● The task
Reproduce verbatim the stretch of the entries below from the line containing "target: overcast sky" through the line containing "task: trace the outline of every instance of the overcast", including both of those lines. Output those lines alone.

● Provided material

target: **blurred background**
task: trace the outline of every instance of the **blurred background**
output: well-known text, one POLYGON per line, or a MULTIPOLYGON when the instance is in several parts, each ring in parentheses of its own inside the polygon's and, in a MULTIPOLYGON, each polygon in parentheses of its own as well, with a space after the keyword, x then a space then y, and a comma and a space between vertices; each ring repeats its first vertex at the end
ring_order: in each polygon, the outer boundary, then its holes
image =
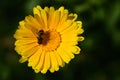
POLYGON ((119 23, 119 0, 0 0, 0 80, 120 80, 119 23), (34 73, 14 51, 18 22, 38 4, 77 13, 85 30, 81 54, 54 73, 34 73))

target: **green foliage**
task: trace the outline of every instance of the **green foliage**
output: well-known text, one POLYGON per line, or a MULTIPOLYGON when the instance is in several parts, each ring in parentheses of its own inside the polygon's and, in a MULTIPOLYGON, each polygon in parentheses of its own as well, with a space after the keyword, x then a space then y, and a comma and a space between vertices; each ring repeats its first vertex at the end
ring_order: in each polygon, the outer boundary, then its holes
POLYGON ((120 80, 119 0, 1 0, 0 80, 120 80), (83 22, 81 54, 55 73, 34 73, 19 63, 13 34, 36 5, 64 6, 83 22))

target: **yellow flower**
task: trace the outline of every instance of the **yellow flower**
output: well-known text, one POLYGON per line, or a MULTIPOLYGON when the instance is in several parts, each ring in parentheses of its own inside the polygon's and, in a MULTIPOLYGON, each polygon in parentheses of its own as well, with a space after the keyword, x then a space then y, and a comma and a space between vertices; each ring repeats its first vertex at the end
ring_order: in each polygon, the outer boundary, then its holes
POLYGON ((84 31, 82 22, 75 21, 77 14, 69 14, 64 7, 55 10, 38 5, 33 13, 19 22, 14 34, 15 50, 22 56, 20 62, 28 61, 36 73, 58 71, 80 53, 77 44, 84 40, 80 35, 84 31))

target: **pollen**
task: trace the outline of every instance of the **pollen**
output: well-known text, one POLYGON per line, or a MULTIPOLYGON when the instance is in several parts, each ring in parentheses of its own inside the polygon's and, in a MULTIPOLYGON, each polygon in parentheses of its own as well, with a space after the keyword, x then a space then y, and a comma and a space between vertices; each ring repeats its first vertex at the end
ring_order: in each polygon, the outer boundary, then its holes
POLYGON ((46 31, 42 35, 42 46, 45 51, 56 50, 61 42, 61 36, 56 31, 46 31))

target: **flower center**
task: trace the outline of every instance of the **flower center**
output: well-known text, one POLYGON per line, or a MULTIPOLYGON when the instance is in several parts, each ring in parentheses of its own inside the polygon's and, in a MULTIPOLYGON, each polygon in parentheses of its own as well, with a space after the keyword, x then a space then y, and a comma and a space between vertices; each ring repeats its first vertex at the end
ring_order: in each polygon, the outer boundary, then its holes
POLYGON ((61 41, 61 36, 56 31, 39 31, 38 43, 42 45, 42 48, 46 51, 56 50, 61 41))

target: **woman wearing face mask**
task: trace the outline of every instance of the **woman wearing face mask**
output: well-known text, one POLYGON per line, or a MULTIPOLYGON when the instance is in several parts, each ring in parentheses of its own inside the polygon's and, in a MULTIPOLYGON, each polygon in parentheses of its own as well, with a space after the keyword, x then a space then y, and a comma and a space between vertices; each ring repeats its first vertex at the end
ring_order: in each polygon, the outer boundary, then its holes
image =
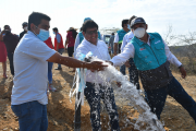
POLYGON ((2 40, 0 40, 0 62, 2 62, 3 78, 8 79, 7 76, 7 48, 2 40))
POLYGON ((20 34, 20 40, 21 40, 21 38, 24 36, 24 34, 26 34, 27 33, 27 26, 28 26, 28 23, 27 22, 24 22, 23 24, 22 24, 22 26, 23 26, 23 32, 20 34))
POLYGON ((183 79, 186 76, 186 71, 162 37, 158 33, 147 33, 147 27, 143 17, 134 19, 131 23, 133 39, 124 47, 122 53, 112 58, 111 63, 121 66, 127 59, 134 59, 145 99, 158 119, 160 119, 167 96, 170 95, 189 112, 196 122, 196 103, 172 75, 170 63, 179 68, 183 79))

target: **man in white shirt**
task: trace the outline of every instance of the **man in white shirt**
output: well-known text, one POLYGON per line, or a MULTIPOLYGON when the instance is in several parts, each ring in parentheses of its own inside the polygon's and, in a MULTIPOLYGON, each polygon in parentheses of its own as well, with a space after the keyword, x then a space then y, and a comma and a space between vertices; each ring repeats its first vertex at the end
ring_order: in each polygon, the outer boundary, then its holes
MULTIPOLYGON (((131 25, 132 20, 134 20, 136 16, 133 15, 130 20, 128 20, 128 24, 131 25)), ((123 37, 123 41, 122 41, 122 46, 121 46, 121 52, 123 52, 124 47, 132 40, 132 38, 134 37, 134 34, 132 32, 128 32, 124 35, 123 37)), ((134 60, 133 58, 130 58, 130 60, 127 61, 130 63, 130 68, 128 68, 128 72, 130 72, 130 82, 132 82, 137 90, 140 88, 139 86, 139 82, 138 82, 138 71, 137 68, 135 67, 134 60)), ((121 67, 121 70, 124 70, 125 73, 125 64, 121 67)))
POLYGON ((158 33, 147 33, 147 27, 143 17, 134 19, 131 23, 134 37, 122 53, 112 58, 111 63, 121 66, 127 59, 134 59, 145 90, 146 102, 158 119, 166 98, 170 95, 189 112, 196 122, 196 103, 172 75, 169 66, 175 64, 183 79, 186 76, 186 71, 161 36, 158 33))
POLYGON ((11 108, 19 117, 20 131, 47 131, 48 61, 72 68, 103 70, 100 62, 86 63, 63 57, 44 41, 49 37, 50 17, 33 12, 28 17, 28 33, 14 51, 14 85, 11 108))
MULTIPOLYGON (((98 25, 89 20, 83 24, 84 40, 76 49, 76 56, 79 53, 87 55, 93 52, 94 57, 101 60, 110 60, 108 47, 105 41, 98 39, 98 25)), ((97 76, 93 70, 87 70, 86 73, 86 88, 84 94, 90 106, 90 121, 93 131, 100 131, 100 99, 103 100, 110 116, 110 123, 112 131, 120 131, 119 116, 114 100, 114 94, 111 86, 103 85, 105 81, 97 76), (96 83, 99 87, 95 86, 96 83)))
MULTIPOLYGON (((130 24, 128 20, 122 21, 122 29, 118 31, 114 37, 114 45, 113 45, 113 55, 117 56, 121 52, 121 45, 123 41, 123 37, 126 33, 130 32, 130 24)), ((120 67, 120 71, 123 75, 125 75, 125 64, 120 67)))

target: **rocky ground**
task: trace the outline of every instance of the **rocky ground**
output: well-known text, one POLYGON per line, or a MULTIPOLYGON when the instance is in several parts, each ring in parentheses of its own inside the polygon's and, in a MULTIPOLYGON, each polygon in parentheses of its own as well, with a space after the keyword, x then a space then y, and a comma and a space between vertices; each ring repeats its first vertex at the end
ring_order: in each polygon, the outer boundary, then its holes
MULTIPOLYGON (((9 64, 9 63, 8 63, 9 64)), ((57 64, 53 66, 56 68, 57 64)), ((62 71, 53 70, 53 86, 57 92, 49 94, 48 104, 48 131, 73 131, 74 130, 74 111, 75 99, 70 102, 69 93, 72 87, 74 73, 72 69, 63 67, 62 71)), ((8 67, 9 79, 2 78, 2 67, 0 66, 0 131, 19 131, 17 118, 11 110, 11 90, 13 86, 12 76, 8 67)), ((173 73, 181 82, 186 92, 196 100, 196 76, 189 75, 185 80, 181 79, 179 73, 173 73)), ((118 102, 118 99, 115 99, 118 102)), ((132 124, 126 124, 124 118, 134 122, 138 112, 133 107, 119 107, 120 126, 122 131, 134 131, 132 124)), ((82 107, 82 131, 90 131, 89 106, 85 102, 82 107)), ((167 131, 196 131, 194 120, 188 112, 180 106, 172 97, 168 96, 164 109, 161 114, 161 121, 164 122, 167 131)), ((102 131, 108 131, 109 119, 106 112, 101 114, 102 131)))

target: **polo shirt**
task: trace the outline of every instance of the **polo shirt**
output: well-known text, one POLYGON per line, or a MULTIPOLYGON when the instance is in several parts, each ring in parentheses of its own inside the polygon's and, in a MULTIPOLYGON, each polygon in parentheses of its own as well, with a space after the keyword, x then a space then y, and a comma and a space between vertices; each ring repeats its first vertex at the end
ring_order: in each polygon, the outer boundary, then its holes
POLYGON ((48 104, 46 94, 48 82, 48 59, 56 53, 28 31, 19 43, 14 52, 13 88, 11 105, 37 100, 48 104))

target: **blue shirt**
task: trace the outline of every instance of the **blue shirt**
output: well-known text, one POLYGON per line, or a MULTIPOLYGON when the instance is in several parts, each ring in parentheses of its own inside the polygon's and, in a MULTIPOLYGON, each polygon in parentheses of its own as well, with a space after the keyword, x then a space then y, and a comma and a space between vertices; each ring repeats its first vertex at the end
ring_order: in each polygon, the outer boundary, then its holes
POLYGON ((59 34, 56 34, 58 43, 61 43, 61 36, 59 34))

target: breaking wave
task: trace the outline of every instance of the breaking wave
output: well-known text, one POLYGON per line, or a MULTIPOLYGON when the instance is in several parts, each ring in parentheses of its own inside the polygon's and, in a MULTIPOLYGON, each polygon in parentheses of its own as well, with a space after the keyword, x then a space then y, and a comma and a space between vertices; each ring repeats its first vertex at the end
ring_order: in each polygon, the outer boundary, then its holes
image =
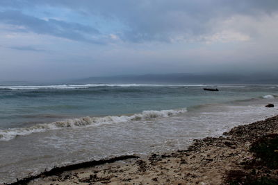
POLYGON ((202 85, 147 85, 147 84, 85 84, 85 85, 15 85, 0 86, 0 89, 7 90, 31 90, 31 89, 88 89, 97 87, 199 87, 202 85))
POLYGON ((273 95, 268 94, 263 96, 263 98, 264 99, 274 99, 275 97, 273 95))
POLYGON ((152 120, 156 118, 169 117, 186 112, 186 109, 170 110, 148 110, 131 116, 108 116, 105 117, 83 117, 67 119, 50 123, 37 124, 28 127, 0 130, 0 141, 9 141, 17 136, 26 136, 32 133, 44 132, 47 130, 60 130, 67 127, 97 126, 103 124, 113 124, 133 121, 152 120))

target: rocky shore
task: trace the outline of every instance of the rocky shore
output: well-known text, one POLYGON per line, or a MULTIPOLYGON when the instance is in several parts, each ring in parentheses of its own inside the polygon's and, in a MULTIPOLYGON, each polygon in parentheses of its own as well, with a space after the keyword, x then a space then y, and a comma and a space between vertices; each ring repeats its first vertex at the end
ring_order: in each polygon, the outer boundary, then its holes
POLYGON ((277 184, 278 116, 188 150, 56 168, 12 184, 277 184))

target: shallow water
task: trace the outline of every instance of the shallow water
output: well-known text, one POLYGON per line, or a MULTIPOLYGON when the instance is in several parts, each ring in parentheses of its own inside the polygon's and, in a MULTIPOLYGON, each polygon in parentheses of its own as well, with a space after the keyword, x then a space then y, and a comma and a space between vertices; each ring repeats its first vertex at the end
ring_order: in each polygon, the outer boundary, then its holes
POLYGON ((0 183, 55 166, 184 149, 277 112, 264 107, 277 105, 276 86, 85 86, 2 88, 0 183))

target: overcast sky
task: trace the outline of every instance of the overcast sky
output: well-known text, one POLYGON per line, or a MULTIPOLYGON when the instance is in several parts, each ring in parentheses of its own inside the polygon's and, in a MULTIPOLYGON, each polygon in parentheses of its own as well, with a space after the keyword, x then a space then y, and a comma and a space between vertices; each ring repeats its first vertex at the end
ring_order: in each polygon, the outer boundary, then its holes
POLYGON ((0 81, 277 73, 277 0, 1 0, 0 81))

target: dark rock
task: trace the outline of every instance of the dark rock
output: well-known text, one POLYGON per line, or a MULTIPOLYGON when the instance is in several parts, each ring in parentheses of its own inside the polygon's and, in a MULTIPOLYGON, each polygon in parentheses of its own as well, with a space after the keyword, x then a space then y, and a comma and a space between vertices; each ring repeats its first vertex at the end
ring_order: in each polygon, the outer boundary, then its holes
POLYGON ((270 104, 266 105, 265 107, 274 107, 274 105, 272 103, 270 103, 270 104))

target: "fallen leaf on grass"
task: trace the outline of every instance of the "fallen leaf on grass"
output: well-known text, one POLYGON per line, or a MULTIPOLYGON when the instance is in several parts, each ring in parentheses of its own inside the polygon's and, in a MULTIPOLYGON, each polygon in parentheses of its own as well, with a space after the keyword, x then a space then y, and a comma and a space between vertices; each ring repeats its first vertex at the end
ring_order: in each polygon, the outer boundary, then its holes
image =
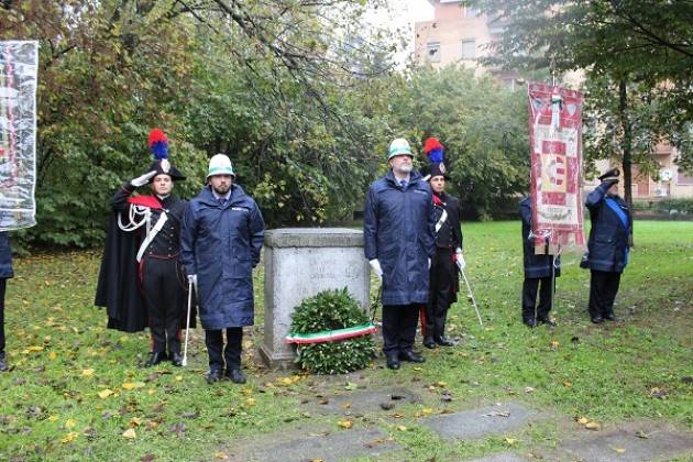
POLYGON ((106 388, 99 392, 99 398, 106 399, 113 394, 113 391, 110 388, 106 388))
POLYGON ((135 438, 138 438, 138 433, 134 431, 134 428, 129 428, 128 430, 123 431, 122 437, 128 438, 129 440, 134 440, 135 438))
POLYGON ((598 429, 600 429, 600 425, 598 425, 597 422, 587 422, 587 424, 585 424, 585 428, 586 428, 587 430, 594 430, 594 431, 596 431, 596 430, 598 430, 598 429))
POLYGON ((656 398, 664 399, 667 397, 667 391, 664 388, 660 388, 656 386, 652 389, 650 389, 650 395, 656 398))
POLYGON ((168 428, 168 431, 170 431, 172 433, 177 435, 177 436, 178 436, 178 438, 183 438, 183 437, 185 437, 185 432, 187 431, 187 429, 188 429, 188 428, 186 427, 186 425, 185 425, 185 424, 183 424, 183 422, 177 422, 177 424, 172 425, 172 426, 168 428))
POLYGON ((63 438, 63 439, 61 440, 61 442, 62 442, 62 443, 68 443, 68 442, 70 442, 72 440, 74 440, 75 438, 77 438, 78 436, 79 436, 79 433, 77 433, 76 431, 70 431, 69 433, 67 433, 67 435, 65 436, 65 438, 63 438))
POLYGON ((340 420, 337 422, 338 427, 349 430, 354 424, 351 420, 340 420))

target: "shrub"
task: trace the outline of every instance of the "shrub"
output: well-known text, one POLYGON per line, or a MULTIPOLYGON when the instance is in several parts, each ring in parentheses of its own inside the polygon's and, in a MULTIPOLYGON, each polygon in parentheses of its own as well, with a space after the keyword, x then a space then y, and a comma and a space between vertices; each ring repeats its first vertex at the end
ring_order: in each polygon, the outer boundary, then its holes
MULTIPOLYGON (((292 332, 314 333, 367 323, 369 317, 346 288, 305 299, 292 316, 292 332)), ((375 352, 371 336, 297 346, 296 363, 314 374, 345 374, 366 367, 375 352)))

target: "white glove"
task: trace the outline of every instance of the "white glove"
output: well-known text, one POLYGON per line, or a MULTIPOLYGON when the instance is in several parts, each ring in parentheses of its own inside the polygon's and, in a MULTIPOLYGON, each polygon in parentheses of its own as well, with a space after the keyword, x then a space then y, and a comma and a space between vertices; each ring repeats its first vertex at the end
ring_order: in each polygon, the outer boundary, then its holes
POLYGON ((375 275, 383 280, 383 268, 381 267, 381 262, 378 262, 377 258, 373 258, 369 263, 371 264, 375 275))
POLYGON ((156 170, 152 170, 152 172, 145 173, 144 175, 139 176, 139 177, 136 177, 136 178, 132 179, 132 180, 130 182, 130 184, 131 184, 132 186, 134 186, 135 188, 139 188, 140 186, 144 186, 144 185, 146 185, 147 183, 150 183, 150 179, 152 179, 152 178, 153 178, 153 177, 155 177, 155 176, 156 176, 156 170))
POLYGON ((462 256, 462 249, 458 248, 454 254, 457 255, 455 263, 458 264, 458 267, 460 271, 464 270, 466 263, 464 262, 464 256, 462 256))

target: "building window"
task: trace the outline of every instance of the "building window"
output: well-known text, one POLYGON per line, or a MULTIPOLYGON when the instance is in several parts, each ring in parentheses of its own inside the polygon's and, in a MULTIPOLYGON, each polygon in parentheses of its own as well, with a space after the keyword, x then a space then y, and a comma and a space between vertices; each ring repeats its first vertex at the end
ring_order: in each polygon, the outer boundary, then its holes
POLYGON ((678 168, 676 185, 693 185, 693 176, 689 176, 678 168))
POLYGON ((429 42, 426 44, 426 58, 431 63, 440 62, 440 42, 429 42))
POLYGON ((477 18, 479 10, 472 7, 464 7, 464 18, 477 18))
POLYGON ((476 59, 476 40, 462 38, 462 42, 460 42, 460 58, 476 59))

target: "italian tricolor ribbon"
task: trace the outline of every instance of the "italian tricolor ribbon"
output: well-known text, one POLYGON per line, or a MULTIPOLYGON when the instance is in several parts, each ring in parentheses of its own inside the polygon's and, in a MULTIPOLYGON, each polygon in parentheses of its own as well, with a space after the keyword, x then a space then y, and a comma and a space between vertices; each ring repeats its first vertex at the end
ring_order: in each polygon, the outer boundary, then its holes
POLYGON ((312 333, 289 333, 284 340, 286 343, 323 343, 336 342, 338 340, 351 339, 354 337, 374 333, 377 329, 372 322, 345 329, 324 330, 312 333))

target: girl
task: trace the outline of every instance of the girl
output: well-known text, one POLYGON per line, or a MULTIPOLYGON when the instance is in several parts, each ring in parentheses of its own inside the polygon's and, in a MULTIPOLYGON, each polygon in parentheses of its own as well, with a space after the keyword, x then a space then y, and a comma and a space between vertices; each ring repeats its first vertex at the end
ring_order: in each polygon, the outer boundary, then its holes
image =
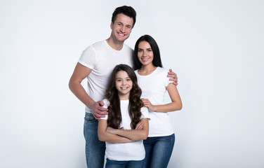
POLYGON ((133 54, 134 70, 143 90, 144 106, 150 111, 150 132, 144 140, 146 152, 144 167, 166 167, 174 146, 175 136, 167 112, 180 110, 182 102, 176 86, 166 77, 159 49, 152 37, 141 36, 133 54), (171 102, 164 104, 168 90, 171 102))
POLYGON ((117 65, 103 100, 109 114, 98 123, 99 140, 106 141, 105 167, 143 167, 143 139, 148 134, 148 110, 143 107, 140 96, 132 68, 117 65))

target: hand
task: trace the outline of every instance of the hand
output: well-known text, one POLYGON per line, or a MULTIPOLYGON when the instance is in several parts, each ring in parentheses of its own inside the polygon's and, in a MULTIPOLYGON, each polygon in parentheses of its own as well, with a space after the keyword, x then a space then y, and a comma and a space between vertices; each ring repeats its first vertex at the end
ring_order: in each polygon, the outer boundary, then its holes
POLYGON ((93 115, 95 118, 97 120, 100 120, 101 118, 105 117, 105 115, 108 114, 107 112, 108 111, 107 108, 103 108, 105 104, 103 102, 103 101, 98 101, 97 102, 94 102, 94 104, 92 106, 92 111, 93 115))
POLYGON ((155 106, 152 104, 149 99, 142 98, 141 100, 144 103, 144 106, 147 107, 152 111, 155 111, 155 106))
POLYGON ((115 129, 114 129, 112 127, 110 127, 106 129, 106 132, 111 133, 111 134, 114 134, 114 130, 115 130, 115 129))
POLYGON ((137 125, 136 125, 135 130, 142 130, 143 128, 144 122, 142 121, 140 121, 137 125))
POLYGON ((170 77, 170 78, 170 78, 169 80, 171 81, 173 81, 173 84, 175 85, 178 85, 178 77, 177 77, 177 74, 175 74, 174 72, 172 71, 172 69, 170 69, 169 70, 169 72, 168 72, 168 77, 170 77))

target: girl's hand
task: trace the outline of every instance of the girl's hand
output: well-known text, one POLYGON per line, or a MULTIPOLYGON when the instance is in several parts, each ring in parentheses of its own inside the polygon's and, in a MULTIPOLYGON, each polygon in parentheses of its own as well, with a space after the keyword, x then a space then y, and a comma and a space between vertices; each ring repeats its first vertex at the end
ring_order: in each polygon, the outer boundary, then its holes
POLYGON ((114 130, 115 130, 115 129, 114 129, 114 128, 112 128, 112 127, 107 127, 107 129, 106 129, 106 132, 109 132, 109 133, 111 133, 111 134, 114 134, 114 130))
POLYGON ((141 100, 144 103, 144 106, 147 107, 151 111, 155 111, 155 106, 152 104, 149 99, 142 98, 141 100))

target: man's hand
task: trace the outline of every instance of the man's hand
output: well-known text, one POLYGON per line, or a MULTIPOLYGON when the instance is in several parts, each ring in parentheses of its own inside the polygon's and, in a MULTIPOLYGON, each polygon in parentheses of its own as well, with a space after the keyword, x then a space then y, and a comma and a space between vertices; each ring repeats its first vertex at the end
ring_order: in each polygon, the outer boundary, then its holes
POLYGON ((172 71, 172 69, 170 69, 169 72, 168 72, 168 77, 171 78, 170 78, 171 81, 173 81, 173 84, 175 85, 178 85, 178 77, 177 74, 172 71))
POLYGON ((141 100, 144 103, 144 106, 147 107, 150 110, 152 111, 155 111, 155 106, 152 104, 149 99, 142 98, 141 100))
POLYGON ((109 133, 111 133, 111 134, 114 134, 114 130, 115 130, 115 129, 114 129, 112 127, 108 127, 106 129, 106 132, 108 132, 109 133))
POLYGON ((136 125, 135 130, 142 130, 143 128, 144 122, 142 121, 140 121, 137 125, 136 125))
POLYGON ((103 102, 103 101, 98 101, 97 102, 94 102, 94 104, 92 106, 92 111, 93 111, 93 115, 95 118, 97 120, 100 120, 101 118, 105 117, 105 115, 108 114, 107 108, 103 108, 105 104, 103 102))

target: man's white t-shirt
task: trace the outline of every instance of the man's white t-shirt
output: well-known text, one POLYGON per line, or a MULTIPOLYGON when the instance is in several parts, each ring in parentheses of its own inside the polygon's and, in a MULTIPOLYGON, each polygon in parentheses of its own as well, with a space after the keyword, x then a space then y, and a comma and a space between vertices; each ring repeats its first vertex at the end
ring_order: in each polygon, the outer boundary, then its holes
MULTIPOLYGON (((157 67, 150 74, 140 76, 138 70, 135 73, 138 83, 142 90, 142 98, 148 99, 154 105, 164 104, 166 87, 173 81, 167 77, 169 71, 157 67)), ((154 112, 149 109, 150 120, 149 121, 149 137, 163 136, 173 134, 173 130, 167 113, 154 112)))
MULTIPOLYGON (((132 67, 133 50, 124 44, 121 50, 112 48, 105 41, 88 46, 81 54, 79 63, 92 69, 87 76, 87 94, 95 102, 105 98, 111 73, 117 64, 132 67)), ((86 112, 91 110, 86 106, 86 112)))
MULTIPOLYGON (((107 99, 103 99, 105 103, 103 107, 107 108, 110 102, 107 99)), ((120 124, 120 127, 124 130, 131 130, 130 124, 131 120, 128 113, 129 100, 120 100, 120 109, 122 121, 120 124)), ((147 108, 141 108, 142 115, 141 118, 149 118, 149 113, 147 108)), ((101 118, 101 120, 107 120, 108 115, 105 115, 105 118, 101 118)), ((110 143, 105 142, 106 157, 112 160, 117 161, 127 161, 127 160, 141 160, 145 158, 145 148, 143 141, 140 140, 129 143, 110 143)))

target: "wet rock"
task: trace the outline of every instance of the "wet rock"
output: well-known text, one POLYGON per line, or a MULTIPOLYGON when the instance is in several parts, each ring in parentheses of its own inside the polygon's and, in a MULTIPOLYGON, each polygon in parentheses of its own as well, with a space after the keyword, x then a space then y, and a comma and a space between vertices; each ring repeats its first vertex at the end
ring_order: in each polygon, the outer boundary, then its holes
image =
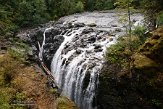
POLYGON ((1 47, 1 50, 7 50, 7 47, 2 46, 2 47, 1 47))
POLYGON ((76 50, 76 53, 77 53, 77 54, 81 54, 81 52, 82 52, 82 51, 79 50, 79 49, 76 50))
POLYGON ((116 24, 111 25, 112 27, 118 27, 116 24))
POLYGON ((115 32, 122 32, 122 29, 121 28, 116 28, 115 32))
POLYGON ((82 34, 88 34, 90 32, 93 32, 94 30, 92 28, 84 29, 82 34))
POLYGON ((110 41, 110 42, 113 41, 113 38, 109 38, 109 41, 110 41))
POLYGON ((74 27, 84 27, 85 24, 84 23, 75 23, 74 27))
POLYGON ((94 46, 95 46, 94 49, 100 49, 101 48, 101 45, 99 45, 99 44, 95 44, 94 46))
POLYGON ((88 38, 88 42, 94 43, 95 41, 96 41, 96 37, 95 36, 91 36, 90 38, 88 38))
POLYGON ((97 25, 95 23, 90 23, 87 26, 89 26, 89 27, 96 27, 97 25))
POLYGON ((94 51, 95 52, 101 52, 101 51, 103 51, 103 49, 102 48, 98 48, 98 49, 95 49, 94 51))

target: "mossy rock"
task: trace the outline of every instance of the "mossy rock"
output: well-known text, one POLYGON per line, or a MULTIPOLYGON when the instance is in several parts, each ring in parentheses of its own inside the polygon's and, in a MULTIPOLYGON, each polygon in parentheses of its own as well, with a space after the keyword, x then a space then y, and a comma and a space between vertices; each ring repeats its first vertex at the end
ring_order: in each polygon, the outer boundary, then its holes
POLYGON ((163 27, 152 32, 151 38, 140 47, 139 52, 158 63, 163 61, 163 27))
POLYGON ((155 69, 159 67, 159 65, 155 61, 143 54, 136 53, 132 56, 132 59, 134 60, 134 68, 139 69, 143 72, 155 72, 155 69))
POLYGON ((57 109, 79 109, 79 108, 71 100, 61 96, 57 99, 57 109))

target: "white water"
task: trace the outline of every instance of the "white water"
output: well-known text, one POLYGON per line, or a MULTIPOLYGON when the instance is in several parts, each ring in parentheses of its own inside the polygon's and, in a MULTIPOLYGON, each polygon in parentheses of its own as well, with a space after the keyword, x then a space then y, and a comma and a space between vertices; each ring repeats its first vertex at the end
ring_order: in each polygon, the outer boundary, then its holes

● Correct output
target: overcast sky
task: trace the outline of every instance of the overcast sky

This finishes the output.